## Excerpted text:
[START]
Ouellet told a pro-life conference in Quebec City May 15, prompting
a province-wide backlash. Afterward he told journalists:
“I understand very well that a woman who’s been raped is
dealing with trauma and that she needs to be helped. But she needs to
do so with respect for the being that is in her womb,” he said.
“It is not responsible for what happened. It’s the rapist
who is responsible. But there’s already a victim. Do we need to
have another one?” Those remarks prompted La
Presse columnist Patrick Lagacé to not only wish death on
the cardinal, but also to call him an extremist and compare him to the
Iranian imam who recently blamed natural disasters on women who dressed
indecently. “We’re all going
to die,” Lagacé wrote in Montreal’s La Presse.
“Cardinal Ouellet will die someday. I hope he dies from a long
and painful illness. . . Yes, the paragraph I’ve just written
is vicious. But Marc Ouellet is an extremist. And in the debate against
religious extremists, every shot is fair game.” “The statement of Patrick
Lagacé is below any standard of journalistic fairness or respect,
and is frankly hateful,” said Joanne McGarry, executive director
of the Catholic Civil Rights League. “If La Presse has
any regard for its reputation, it will apologize and distance itself
from its columnist’s remarks.” Ouellet was merely doing
his job as a bishop, teaching the views of the Catholic Church, said
Catholic Organization for Life and Family director Michele Boulva. She
noted Ouellet was only proposing Catholic teaching, not imposing it
when he made the remarks during a 40-minute address to the pro-life
conference organized by Campagne Quebec-Vie. “It’s very clear
he is not condemning any woman who has had an abortion,” Boulva
stressed. “He is simply trying to protect the dignity of human
life from conception to natural death.” Lagacé crested a wave
of vitriol that swept the Quebec media and political establishment and
spread to Ottawa. Federal Intergovernmental Affairs Minister Josée
Verner distanced the Harper government from the cardinal and called
his remarks “unacceptable.” Liberal Leader Michael Ignatieff
used the occasion to attack the pro-choice Verner for not supporting
the funding of overseas abortions. The Assembly of Quebec Bishops
issued a May 17 statement that called abortion one of the most difficult
and painful questions society confronts. It is urgent to recreate a
climate of serenity and respect for rational public dialogue, it said.
[END]
## Listed records:
[START]
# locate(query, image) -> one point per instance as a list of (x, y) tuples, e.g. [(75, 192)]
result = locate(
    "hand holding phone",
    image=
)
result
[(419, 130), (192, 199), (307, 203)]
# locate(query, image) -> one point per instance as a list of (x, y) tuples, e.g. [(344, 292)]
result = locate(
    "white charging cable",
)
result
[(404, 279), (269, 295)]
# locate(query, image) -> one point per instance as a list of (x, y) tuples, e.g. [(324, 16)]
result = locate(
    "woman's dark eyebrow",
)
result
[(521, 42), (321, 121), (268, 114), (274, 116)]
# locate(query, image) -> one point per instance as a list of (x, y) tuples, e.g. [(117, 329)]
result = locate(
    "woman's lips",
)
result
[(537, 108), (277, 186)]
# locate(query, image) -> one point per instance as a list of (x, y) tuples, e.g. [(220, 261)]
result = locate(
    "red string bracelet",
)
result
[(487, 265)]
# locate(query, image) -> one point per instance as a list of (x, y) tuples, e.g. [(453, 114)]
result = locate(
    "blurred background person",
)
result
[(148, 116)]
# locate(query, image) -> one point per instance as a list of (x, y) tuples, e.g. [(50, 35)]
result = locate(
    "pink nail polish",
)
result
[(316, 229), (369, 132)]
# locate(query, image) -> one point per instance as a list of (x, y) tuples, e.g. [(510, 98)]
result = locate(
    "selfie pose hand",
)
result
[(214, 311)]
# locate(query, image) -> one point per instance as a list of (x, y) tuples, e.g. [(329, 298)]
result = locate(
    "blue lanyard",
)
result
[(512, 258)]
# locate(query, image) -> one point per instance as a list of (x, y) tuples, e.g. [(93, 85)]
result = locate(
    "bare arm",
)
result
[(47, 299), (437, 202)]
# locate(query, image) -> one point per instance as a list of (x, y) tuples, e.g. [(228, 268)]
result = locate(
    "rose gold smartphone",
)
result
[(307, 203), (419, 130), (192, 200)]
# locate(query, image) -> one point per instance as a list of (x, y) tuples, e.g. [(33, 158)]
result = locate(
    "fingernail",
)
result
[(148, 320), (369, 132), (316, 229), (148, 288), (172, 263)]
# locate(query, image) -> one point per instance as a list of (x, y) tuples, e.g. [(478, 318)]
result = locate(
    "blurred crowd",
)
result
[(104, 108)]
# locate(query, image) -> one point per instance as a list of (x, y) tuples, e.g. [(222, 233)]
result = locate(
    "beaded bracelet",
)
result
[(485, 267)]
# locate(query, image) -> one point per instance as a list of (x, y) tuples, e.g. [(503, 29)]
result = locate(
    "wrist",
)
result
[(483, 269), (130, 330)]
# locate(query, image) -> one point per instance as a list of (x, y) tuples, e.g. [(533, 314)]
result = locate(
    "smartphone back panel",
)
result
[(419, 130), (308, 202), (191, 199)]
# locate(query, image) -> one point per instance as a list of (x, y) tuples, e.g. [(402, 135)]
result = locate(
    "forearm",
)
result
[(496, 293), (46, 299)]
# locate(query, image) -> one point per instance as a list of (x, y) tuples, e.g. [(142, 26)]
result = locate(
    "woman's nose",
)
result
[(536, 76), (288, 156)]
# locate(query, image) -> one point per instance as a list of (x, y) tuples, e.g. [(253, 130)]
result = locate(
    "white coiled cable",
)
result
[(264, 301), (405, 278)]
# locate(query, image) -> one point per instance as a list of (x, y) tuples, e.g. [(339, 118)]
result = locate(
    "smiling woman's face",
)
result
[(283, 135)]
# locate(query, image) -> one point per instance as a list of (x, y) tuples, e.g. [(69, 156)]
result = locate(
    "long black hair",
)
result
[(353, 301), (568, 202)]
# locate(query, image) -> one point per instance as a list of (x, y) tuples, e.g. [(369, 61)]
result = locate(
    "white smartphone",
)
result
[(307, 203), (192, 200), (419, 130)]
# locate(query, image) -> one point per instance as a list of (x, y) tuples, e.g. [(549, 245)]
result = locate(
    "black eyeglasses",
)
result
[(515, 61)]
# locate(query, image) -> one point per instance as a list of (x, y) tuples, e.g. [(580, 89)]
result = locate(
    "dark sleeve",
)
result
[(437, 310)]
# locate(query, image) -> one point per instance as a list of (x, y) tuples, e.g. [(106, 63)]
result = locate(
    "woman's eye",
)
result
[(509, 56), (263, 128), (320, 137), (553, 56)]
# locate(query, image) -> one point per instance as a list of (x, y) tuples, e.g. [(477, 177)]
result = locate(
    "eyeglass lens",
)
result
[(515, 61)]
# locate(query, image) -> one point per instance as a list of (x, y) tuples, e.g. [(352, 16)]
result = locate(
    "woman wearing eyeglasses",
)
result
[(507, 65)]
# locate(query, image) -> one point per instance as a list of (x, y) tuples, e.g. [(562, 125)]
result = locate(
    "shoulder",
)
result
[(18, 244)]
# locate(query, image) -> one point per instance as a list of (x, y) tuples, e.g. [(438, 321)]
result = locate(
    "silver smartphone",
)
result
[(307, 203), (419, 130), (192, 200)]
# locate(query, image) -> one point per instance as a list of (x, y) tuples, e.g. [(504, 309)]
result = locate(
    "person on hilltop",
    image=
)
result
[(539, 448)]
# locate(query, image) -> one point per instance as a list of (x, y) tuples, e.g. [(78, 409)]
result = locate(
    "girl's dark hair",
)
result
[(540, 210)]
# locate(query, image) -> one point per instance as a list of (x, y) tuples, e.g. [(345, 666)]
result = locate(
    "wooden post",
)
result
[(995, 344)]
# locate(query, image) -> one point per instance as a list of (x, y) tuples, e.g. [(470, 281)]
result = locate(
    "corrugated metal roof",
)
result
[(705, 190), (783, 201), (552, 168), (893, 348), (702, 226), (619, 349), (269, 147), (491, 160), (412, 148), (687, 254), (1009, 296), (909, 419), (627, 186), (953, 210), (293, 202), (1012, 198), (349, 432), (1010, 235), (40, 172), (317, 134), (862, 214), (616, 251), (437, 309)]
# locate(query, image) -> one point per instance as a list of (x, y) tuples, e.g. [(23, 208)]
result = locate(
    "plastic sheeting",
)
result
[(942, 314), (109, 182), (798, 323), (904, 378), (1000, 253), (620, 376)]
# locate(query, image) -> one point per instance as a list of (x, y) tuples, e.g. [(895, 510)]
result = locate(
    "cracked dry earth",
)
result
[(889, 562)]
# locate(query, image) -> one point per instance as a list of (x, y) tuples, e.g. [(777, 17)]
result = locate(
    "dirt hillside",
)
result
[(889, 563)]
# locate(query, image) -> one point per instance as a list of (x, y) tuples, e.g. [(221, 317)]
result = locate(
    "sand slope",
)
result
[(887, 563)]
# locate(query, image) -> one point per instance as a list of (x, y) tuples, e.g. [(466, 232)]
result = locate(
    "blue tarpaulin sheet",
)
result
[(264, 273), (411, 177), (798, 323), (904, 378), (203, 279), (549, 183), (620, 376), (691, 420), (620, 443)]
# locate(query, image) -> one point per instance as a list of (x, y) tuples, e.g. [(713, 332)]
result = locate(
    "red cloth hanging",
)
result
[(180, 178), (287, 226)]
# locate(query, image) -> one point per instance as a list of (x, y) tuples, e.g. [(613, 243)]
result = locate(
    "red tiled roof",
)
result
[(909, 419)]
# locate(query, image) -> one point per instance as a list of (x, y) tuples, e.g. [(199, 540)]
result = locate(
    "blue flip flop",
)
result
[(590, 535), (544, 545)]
[END]
## Exercise instructions:
a) Answer these about the excerpt on Cardinal Ouellet's remarks:
(i) In what city was the pro-life conference where Ouellet spoke?
(ii) Which organization has Joanne McGarry as executive director?
(iii) On what date did the Assembly of Quebec Bishops issue its statement?
b) Please reproduce the part of the Ouellet excerpt starting at "Ouellet told a" and ending at "Montreal’s La Presse.", word for word.

## Solutions to each task:
a)
(i) Quebec City
(ii) The Catholic Civil Rights League
(iii) May 17

b)
Ouellet told a pro-life conference in Quebec City May 15, prompting
a province-wide backlash. Afterward he told journalists:
“I understand very well that a woman who’s been raped is
dealing with trauma and that she needs to be helped. But she needs to
do so with respect for the being that is in her womb,” he said.
“It is not responsible for what happened. It’s the rapist
who is responsible. But there’s already a victim. Do we need to
have another one?” Those remarks prompted La
Presse columnist Patrick Lagacé to not only wish death on
the cardinal, but also to call him an extremist and compare him to the
Iranian imam who recently blamed natural disasters on women who dressed
indecently. “We’re all going
to die,” Lagacé wrote in Montreal’s La Presse.